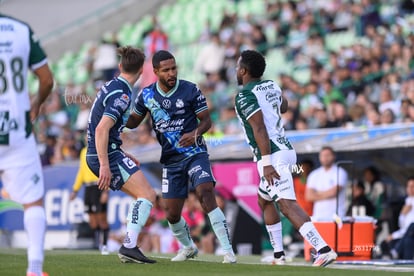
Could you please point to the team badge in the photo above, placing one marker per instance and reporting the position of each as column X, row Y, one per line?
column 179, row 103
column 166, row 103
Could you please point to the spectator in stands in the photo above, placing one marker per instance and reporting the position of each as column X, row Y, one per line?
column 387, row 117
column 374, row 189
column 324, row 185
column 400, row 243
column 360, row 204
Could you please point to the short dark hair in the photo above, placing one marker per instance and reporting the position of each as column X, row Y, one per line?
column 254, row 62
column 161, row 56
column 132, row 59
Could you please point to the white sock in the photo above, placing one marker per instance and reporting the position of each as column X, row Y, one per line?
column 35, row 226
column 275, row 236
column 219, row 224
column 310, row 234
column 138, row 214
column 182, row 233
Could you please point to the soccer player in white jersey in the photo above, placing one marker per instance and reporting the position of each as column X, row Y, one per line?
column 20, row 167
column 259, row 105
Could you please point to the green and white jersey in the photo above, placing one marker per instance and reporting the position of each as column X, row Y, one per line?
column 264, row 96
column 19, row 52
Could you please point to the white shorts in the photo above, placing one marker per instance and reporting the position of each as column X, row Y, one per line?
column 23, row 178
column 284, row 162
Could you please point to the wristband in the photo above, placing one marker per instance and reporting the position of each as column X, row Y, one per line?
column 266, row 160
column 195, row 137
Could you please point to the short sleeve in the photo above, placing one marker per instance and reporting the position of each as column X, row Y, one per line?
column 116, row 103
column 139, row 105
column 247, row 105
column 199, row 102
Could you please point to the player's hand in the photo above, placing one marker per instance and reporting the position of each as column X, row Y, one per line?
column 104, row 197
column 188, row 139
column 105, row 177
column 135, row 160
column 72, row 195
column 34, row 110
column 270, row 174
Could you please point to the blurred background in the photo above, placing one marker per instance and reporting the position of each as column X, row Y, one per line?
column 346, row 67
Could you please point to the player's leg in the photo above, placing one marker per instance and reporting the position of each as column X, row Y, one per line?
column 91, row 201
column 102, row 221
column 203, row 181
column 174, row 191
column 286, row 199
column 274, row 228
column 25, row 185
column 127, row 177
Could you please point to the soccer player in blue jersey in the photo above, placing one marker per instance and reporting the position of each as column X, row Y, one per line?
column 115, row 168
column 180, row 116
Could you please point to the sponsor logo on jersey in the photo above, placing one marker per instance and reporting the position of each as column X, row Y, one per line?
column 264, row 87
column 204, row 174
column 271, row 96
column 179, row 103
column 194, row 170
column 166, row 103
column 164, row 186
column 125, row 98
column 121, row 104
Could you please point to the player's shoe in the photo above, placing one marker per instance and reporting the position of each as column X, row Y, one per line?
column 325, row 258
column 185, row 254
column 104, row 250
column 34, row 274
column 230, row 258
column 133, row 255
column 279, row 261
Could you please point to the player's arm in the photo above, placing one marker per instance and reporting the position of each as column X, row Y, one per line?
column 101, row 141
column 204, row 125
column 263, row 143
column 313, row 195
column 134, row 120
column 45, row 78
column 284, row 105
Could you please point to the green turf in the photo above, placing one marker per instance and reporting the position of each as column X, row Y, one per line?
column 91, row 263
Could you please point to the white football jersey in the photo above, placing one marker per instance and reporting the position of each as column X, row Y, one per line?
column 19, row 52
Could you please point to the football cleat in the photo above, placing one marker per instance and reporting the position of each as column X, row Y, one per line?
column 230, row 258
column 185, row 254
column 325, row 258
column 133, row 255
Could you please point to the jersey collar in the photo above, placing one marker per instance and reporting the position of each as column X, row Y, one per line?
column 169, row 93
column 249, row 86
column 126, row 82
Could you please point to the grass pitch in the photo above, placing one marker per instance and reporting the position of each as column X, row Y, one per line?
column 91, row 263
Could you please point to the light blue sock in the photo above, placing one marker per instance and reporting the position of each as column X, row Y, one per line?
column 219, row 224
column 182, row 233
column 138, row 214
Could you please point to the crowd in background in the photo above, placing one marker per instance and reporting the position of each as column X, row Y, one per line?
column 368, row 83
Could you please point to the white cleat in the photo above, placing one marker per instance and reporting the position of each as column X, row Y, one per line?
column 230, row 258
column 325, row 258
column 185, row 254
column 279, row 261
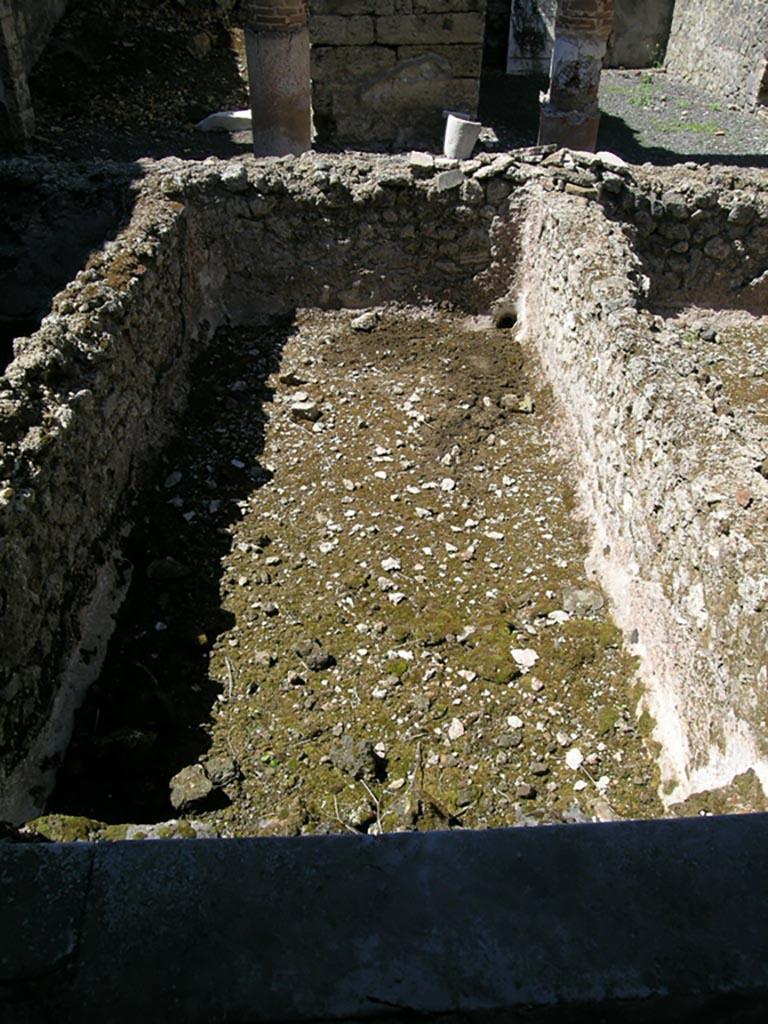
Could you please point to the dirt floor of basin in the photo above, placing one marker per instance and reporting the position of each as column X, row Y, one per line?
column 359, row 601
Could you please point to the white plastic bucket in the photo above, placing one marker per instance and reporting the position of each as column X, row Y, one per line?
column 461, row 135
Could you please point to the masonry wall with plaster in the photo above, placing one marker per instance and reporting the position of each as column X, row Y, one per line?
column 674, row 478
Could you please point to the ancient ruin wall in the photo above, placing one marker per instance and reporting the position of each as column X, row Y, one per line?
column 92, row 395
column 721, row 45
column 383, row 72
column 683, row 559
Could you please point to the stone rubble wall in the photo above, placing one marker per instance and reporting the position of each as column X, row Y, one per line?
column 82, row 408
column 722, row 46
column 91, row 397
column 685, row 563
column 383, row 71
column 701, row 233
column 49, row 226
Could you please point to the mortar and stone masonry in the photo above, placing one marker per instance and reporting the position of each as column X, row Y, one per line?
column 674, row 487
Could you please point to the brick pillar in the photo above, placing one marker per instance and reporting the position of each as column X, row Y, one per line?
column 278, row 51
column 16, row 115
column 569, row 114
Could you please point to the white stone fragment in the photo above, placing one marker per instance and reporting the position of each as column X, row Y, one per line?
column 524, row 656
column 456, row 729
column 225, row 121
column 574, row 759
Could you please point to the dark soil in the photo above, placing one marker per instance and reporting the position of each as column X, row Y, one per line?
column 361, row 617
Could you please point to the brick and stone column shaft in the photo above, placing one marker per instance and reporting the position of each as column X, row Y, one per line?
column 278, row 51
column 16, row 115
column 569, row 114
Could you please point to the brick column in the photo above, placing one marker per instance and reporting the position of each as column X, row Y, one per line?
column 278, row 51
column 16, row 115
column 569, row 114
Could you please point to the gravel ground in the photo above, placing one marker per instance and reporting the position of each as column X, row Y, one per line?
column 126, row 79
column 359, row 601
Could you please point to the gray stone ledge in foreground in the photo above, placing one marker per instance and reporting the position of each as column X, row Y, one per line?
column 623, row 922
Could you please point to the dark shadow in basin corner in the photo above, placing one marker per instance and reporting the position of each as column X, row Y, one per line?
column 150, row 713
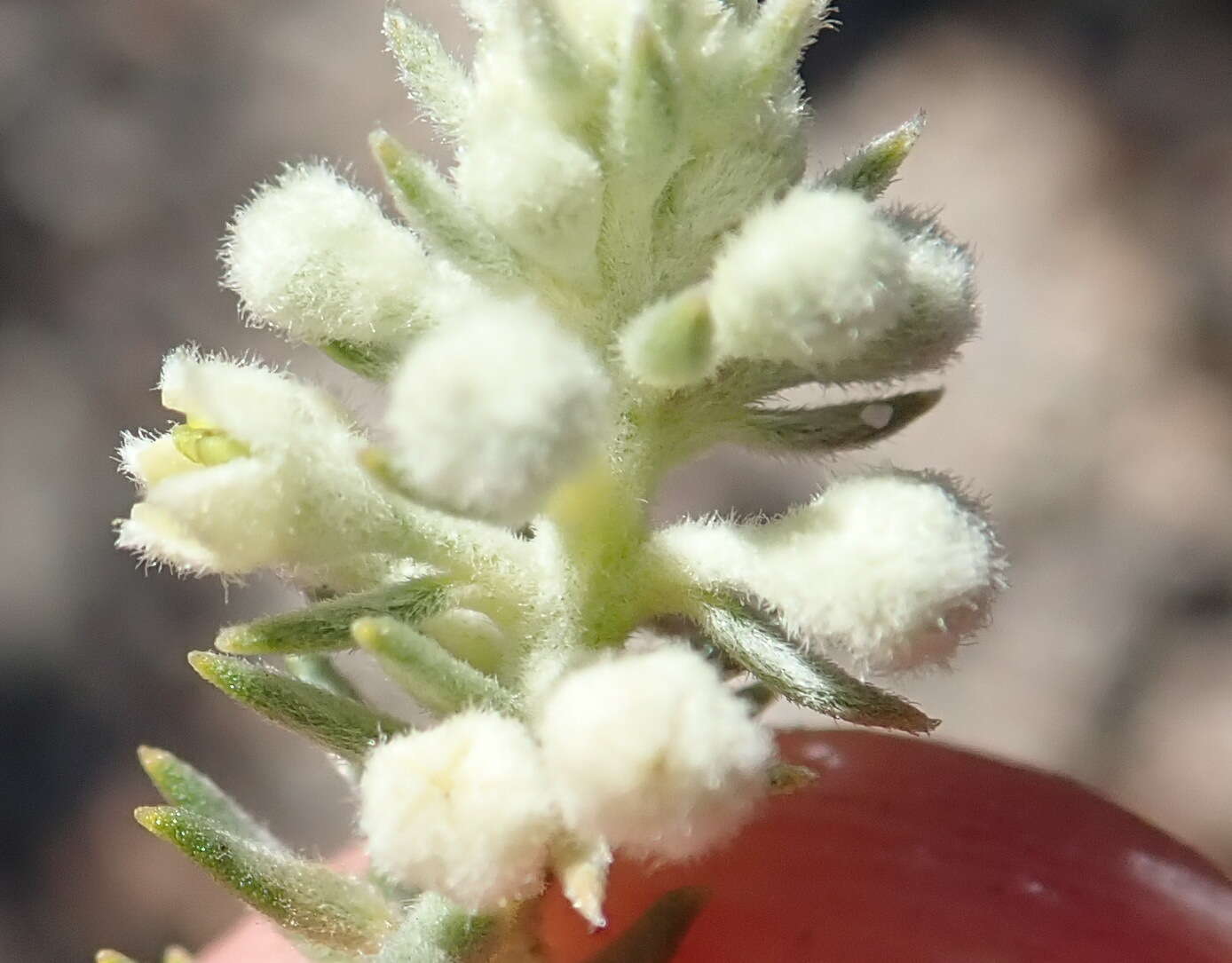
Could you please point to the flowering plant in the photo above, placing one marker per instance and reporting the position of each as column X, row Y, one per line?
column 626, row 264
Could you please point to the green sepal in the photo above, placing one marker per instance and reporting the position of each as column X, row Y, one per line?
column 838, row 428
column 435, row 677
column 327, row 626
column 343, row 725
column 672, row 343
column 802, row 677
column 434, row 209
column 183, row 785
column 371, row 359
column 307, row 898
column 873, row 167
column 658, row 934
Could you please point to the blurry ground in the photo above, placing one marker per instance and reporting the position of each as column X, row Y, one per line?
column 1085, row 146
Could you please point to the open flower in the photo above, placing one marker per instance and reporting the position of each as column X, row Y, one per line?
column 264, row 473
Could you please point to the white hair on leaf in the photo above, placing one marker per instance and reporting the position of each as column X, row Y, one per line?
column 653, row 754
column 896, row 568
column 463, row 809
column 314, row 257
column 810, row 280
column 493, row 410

══════

[ACTIVITY]
Wherever an image appears, omit it; copy the rest of the records exactly.

[EXERCISE RESULT]
Could you please point to the team badge in the photo above, placing one marker per instance and reporting the position of each as column X, row Y, one per line?
column 179, row 103
column 166, row 103
Could you please point to the spectator in stands in the photo above, placing one marker per instance and reporting the position of each as column X, row Y, one per line?
column 387, row 117
column 374, row 189
column 324, row 185
column 400, row 243
column 360, row 204
Could you please point to the short dark hair in the photo above, placing one marker per instance and reporting the position of each as column X, row Y, one per line?
column 254, row 62
column 161, row 56
column 132, row 59
Could you please point to the white sock in the photo above, placing one marker per instance and reporting the position of each as column X, row Y, one per line?
column 35, row 226
column 275, row 236
column 219, row 224
column 310, row 234
column 138, row 214
column 182, row 233
Could you please point to the soccer player in white jersey in the photo above, placing one marker per instance and reporting the position of each as column X, row Y, one per line?
column 20, row 167
column 259, row 105
Could you please point to the green and white jersey in the photo above, placing one marker per instance and reporting the position of each as column X, row Y, one per line?
column 264, row 96
column 19, row 52
Could you please point to the white shorts in the photo above, placing one marker per instance and reporting the position of each as column X, row Y, one per line?
column 23, row 178
column 284, row 162
Could you please point to the wristband in the photo above, placing one marker per instance and reporting the position of each as column X, row Y, one per line?
column 266, row 160
column 195, row 137
Could you please point to the short sleeve in the photo above, placing one marker per instance and reporting the position of each as column X, row Y, one per line?
column 116, row 103
column 139, row 105
column 247, row 105
column 199, row 102
Could you please point to the player's hand in the photo above, placing one marker per instance and reporting the position of each as column X, row Y, one per line?
column 104, row 197
column 188, row 139
column 105, row 177
column 135, row 160
column 72, row 195
column 34, row 110
column 270, row 174
Could you please point to the blurred background in the photo above, placing one marker per instance and reporting the position of each as column X, row Y, one per line?
column 346, row 67
Could you please point to the player's leg in the photo above, placing one marker per instance and reporting the position of each as column X, row Y, one per line?
column 91, row 201
column 102, row 221
column 203, row 181
column 174, row 191
column 286, row 199
column 274, row 228
column 25, row 185
column 127, row 177
Could you please point to the soccer player in blue jersey in the photo above, placing one marker per instance and reporting the position of each as column X, row Y, one per line?
column 115, row 168
column 180, row 116
Could you please point to the sponsor logo on jersey in the photo above, placing one marker per instance and reporting the position of each as column X, row Y, one per line?
column 264, row 87
column 204, row 174
column 271, row 96
column 179, row 103
column 194, row 170
column 166, row 103
column 164, row 186
column 125, row 98
column 121, row 104
Could you please point to the player's shoe in the photo above, placing one marker per instance and reporting the position of each as column X, row Y, one per line?
column 325, row 258
column 185, row 254
column 104, row 250
column 34, row 274
column 230, row 258
column 133, row 255
column 279, row 261
Could you please point to the player's arm in the photo above, placing one marker per instance and reporting the position of each as column X, row Y, one per line?
column 101, row 141
column 204, row 125
column 263, row 143
column 313, row 195
column 134, row 120
column 45, row 78
column 284, row 105
Could you please point to the green turf in the photo above, placing one marker per instance and reporting the position of each as column X, row Y, one per line?
column 91, row 263
Could you please point to the white football jersey in the photo above, placing one marker per instance and reporting the position of each as column X, row Y, one per line?
column 19, row 52
Could you please point to the football cleat in the photo above, placing one marker per instance and reporting the position of each as column X, row Y, one per line?
column 230, row 258
column 185, row 254
column 325, row 258
column 133, row 255
Could you please point to the jersey collar in the photo above, placing one marker per instance and reporting the position of each as column X, row Y, one per line?
column 169, row 93
column 249, row 86
column 126, row 82
Could you please point to the grass pitch in the photo above, placing one marker per instance and reporting the position of each as column X, row Y, one per line?
column 91, row 263
Could you please point to the light blue sock in the photo above, placing one marker per instance and reporting the position of each as column X, row Y, one per line?
column 219, row 224
column 182, row 233
column 138, row 214
Could you please point to the crowd in background in the photo above, placing one marker per instance and reporting the position of each as column X, row Y, one per line?
column 368, row 83
Could you please point to the white cleat in the photo above, placing one marker per instance and reporting the position of each as column X, row Y, one per line?
column 230, row 258
column 325, row 258
column 185, row 254
column 279, row 261
Could you please point to the dirt floor of basin in the photo above, placing one marker per instance and reporting the position of each as column X, row Y, one per line?
column 359, row 601
Could you please point to the white plastic bucket in the photo above, placing one marker per instance and reporting the position of each as column X, row Y, one per line?
column 461, row 135
Could you please point to the masonry wall with plaster in the photo above, placing one marker per instance and reporting the position of each as column X, row Y, one per line?
column 674, row 478
Could you please point to the ancient ruin wall in the photo above, placing one marker per instance and reporting the position of each as column X, row Y, one per line?
column 92, row 395
column 721, row 45
column 383, row 72
column 683, row 559
Could you please point to the stone rubble wall in the photo above, placing one marker per instance and reporting the position of each as column X, row Y, one per line?
column 82, row 408
column 722, row 46
column 91, row 397
column 685, row 563
column 383, row 71
column 701, row 233
column 49, row 226
Could you please point to the mortar and stone masonry in the photo above, placing one marker per instance and reporting the position of each as column X, row Y, one per line?
column 674, row 487
Could you please point to the brick pillar in the photo above, placing one marker per instance and reporting the position of each as column X, row Y, one per line?
column 278, row 51
column 16, row 115
column 569, row 114
Could you please point to the white stone fragment in the photo above, placing one marker per instance and reporting the position of each as column X, row Y, one per line?
column 524, row 656
column 456, row 729
column 225, row 121
column 574, row 759
Could you please point to the dark soil in the photo above, placing one marker per instance and reporting the position of each as column X, row Y, one per line?
column 361, row 617
Could you please point to the brick and stone column shaft in the photo above, placing one marker per instance and reporting the position of each as column X, row Y, one per line?
column 278, row 51
column 16, row 115
column 569, row 114
Could you please point to the brick column in the photo above, placing one marker per instance and reporting the position of each as column X, row Y, one per line?
column 278, row 51
column 16, row 115
column 569, row 114
Could you please point to the gravel ground in the photo above, placing one marker per instance and reporting the position of each as column X, row Y, one per line?
column 126, row 79
column 359, row 601
Could you please point to the gray stone ledge in foreground in the photo above, placing one marker per instance and reporting the position of each as column X, row Y, one per line?
column 623, row 922
Could you please point to the dark shadow in basin corner in the photo above, placing one marker per instance and reporting the position of each as column X, row Y, one per line?
column 150, row 713
Could you please point to the flowering plant in the photo above, placing one marker per instance and reporting the position of each as column X, row Y, one per line?
column 626, row 264
Could you please point to the green sepal in the photo above, placing one marker per instance and reporting the position of each as column X, row Y, one per line?
column 838, row 428
column 435, row 677
column 327, row 626
column 343, row 725
column 672, row 343
column 802, row 677
column 434, row 209
column 183, row 785
column 371, row 359
column 307, row 898
column 873, row 167
column 658, row 934
Could you please point to the blurry ground in the photo above, placing one marker per instance and reporting the position of each as column X, row Y, one per line?
column 1085, row 146
Could you please point to the open flower in the photo above, placing one marker per instance and reporting the position of each as column X, row Y, one per line?
column 264, row 473
Could you please point to the white hair on leaf in the photo above, placing one marker per instance and reporting the position of each as column X, row Y, one per line?
column 653, row 754
column 896, row 568
column 463, row 809
column 314, row 257
column 810, row 280
column 493, row 410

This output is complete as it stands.